• _Information_:

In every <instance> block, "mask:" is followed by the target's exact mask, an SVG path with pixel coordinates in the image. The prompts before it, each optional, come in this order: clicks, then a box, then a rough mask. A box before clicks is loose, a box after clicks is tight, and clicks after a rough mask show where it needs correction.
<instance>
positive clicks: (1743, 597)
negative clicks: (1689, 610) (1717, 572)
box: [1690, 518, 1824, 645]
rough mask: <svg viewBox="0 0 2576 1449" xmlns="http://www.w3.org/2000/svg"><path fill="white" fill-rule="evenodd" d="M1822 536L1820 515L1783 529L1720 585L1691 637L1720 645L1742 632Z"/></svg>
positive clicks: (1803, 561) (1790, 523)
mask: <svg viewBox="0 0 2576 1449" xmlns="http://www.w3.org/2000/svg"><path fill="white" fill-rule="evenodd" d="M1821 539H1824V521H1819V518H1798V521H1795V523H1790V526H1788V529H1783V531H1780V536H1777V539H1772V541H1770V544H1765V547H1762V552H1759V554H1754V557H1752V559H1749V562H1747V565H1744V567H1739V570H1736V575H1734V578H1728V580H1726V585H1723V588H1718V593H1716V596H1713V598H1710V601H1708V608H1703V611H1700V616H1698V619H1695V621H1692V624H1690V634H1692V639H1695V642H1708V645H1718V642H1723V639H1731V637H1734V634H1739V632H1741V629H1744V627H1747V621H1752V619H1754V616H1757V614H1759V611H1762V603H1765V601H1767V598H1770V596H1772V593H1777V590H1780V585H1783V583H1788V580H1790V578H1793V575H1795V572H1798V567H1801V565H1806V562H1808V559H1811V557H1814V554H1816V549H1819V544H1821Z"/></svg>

• _Problem to work on_: For the word "rough", show every line of the entries that holds it.

• _Problem solution_:
In every <instance> block, "mask:" is followed by the target's exact mask, an SVG path with pixel coordinates in the image. The prompts before it, each optional, come in this order: clicks, then a box, then a rough mask. A box before clicks is loose, a box after clicks is tight, and clicks after a rough mask show where it needs correction.
rough mask: <svg viewBox="0 0 2576 1449" xmlns="http://www.w3.org/2000/svg"><path fill="white" fill-rule="evenodd" d="M1822 536L1820 515L1783 529L1720 585L1691 637L1720 645L1742 632Z"/></svg>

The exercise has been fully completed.